The money doesn’t go far, especially for big families, which are common in Belágua. Alvis finds that after buying rice (2.2 reais a kilogramme), black beans (5.4 reais a kg), tapioca (5 reais a kg) and farinha (3.5 reais a kg), she has little left for nappies and toothpaste. The bolsa income usually lasts no more than a week. For the remainder of the month, the family often has just one meal a day, either eating what the chickens lay or using any income Alvis’s husband can find on the rare occasions he can labour in the fields or on a construction site.
“There are no jobs here,” shrugs Alvis. “The only income in this town is bolsa familia.”

Former Brazilian president Luiz Inácio Lula da Silva speaks at an October ceremony marking the 10th anniversary of bolsa familia. Photograph: Ueslei Marcelino/Reuters
This is one the main criticisms of bolsa familia – that it does little to address inequality because it keeps the poor just above a subsistence level, without the means to move up the social ladder. But there is an element of the programme that makes it a long-term investment in the future.
Bolsa familia is used as an enforcement method for public health and education goals. Parents who fail to have their children vaccinated or send them to school are penalised with reduced payments. In Belágua, this is a real threat, according to local teacher Rosimat dos Santos Souza.
“When I started teaching 10 years ago, I’d say that no more than 40% of children went to school, but now it is more than 70%. When kids are truant now, I go to see their parents and I tell them they might lose their bolsa familia. They’re really afraid of that, so it works,” says Souza.
Nationwide, the government says children are about 10% more likely to go to school if their parents receive bolsa familia, while mothers are 25% more likely to sign up for health checks.
The biggest gains have been in what were traditionally the poorest areas. For the first time in Brazil’s history, the graduation rates from schools in the north and north-east are higher than the national average, according to the social development minister.
“Bolsa familia is a platform not just to alleviate poverty, but to get more kids into school and improve public health,” Campello said. “The income is an incentive that we can use to solve other social programmes. Once people are in our database, we can offer them other benefits and target programmes at them. In this way, bolsa familia is an instrument for wider programmes. It’s a platform.”
As an example, she says president Dilma Rousseff is now trying to introduce all-day schools, instead of the half-day that is the norm. This is a vast and expensive programme that is aimed first at the poorest communities, which have the greatest need for extra education and school meals. The bolsa familia database has helped the government to identify such neighbourhoods. Of the first 40,000 students to attend all-day public schools, more than 75% are from families that receive bolsa familia.
There have been other gains since the programme started – albeit on a less impressive scale – in child malnutrition and infant mortality. These have raised the human development index of Maranhão state, which has long had the highest illiteracy rate in Brazil.
While the bolsa familia is unlikely to lift adults out of poverty, the hope is that it will create the health and education conditions for the next generation to think beyond the next meal of farinha.
“There has never been a social programme of this size and significance in Brazil before,” said Maria Ozaniro da Silva of the Federal University of Maranhão. “Bolsa familia is bringing the biggest benefits to children. In the future, their lives will be better than that of their mothers or fathers.”

#### DATASET EXTRACT
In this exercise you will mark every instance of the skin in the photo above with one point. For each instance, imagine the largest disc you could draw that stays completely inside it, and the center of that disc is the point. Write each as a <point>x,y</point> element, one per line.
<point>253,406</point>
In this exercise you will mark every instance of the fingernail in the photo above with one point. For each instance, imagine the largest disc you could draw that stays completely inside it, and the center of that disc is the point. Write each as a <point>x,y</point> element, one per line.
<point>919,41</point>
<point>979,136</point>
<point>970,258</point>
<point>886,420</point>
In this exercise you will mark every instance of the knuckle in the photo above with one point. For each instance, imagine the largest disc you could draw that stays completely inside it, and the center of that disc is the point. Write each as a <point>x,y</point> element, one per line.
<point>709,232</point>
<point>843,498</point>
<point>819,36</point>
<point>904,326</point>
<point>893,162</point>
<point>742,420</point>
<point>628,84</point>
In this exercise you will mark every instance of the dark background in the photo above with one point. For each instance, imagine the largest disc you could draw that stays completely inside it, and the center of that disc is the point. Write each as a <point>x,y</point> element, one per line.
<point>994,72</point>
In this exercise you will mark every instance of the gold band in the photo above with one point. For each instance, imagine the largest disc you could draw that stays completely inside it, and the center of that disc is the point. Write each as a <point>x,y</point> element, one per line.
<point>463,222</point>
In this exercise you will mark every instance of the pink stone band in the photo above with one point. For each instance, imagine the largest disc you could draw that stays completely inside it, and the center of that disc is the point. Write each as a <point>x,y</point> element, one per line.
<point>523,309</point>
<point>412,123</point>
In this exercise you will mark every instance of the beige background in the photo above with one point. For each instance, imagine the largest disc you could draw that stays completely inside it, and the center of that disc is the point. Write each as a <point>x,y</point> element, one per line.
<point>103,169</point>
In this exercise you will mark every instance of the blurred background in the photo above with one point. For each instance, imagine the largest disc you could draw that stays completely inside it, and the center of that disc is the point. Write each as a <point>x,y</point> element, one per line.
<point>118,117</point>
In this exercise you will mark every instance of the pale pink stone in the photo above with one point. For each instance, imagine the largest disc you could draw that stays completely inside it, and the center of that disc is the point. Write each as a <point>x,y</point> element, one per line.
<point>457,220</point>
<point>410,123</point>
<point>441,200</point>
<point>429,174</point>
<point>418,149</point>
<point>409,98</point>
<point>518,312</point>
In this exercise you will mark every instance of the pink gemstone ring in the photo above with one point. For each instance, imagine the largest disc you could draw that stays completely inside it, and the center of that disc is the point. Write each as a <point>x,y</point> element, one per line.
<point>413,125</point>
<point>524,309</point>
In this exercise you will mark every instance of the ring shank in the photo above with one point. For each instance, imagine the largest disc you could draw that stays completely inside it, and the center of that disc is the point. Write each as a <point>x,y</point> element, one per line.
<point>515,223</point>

* * *

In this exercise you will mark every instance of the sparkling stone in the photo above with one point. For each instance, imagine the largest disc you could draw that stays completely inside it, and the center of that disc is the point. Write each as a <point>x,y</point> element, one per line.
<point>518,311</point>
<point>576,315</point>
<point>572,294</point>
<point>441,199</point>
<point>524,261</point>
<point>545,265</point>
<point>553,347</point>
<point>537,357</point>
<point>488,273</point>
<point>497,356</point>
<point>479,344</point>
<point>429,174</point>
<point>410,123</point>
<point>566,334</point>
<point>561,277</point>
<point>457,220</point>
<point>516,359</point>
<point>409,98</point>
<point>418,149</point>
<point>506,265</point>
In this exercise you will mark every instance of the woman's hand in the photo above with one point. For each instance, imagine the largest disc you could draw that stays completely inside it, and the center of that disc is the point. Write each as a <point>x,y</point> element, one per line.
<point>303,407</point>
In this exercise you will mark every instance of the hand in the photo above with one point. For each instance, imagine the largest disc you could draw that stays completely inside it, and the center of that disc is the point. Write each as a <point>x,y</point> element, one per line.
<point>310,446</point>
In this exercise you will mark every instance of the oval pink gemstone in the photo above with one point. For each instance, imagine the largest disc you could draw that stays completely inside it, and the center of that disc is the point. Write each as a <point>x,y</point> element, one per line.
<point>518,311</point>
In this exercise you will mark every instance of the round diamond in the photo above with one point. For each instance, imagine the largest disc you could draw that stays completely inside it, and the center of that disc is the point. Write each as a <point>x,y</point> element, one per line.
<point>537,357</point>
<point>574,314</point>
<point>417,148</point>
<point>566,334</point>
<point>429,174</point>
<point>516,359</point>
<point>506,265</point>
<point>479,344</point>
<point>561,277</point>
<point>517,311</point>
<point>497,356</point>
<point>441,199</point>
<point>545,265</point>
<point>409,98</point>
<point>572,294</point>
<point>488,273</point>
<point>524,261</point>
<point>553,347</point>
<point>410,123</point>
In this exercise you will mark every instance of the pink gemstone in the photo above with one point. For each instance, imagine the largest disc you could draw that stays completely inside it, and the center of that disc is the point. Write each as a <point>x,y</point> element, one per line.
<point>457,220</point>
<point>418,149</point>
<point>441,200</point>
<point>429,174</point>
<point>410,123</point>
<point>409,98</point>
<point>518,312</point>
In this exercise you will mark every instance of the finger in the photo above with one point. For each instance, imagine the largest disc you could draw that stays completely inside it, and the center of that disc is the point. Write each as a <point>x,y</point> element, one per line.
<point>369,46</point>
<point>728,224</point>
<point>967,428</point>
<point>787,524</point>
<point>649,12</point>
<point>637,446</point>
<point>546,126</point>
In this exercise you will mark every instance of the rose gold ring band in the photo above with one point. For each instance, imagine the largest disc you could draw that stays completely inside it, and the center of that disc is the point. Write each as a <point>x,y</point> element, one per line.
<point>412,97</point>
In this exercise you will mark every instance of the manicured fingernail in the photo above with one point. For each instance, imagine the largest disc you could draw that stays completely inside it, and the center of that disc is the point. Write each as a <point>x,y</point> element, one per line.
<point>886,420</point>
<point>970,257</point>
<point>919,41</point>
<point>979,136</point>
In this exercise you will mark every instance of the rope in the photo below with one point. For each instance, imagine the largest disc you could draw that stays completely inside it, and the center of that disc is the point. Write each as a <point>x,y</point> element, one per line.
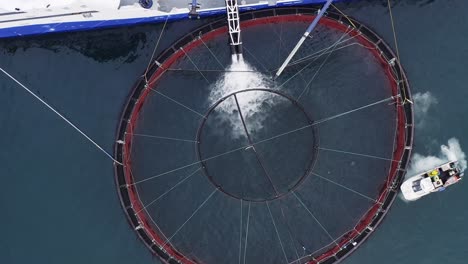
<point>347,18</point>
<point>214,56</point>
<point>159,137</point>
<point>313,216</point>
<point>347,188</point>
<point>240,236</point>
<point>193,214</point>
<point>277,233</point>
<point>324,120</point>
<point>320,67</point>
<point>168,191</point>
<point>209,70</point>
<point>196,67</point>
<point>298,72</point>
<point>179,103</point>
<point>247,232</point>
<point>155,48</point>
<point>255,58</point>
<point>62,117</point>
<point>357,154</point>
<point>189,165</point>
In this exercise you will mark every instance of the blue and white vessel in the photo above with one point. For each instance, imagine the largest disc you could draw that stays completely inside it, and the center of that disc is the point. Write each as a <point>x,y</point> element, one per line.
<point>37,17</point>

#### INSTRUCTIONS TO FOLLOW
Rewrite the bolsa familia text between "The money doesn’t" and "a construction site.", inclusive, putting "maize" in place of "rice". The data is separate material, unrelated to the bolsa familia text.

#### RESPONSE TO THIS EXERCISE
The money doesn’t go far, especially for big families, which are common in Belágua. Alvis finds that after buying maize (2.2 reais a kilogramme), black beans (5.4 reais a kg), tapioca (5 reais a kg) and farinha (3.5 reais a kg), she has little left for nappies and toothpaste. The bolsa income usually lasts no more than a week. For the remainder of the month, the family often has just one meal a day, either eating what the chickens lay or using any income Alvis’s husband can find on the rare occasions he can labour in the fields or on a construction site.